Copy out every line of the records that contains the string "dark". Treat uppercase and lowercase as different.

DATASET ROWS:
■ ■ ■

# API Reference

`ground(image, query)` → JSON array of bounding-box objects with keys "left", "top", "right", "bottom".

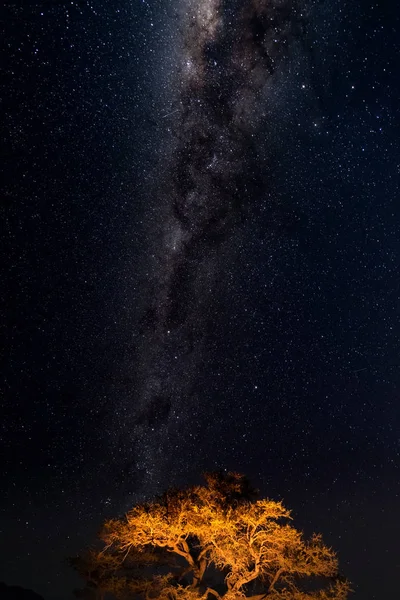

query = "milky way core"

[{"left": 117, "top": 0, "right": 301, "bottom": 494}]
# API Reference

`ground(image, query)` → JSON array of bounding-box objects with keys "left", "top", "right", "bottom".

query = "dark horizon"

[{"left": 0, "top": 0, "right": 400, "bottom": 600}]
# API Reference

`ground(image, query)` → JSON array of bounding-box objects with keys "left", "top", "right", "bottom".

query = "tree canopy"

[{"left": 74, "top": 473, "right": 349, "bottom": 600}]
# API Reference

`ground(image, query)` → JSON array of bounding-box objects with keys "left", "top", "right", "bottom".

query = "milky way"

[{"left": 117, "top": 0, "right": 301, "bottom": 492}]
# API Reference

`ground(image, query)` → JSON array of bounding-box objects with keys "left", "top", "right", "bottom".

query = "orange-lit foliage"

[{"left": 72, "top": 473, "right": 349, "bottom": 600}]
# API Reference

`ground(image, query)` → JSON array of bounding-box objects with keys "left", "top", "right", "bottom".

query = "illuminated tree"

[{"left": 72, "top": 473, "right": 349, "bottom": 600}]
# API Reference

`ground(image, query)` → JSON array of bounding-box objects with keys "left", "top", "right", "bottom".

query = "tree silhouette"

[{"left": 71, "top": 473, "right": 349, "bottom": 600}]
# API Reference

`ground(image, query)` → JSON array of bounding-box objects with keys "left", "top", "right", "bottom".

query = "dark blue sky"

[{"left": 0, "top": 0, "right": 400, "bottom": 600}]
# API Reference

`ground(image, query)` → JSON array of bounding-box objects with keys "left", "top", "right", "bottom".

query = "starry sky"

[{"left": 0, "top": 0, "right": 400, "bottom": 600}]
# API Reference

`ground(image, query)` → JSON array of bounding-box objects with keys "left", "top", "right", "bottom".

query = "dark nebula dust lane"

[{"left": 115, "top": 0, "right": 301, "bottom": 488}]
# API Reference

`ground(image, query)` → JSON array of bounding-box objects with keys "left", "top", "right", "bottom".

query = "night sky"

[{"left": 0, "top": 0, "right": 400, "bottom": 600}]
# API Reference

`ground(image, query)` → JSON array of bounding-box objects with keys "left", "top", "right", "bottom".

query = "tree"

[{"left": 75, "top": 473, "right": 349, "bottom": 600}]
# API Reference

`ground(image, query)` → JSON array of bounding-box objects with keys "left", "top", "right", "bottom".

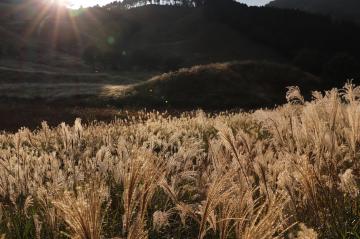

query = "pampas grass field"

[{"left": 0, "top": 83, "right": 360, "bottom": 239}]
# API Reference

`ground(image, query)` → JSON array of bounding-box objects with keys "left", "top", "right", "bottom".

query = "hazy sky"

[{"left": 67, "top": 0, "right": 270, "bottom": 8}]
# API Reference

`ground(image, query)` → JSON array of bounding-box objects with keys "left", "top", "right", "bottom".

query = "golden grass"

[{"left": 0, "top": 84, "right": 360, "bottom": 239}]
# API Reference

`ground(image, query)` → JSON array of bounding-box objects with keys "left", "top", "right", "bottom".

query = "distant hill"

[
  {"left": 119, "top": 61, "right": 321, "bottom": 109},
  {"left": 267, "top": 0, "right": 360, "bottom": 23},
  {"left": 0, "top": 0, "right": 360, "bottom": 87}
]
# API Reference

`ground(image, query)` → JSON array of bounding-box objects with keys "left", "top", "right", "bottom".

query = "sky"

[{"left": 68, "top": 0, "right": 270, "bottom": 8}]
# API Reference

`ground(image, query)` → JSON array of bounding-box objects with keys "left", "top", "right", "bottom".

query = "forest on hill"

[{"left": 267, "top": 0, "right": 360, "bottom": 23}]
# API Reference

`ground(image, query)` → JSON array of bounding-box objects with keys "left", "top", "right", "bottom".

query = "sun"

[{"left": 50, "top": 0, "right": 88, "bottom": 8}]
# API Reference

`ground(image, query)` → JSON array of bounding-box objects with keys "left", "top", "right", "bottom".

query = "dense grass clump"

[{"left": 0, "top": 84, "right": 360, "bottom": 239}]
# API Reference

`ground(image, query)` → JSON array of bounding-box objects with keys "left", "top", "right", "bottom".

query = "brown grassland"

[{"left": 0, "top": 83, "right": 360, "bottom": 239}]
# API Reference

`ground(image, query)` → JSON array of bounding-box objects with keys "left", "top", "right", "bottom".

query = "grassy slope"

[
  {"left": 125, "top": 61, "right": 319, "bottom": 108},
  {"left": 268, "top": 0, "right": 360, "bottom": 23},
  {"left": 0, "top": 85, "right": 360, "bottom": 239},
  {"left": 118, "top": 6, "right": 283, "bottom": 66}
]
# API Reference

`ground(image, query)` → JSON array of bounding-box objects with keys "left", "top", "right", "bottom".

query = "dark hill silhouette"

[
  {"left": 0, "top": 0, "right": 360, "bottom": 88},
  {"left": 119, "top": 61, "right": 320, "bottom": 109},
  {"left": 268, "top": 0, "right": 360, "bottom": 23}
]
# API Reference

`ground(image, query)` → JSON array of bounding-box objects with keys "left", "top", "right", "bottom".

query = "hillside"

■ ■ ■

TASK SOLUTION:
query = "dark horizon"
query = "dark blue sky"
query = "dark nebula dust lane"
query = "dark hill silhouette"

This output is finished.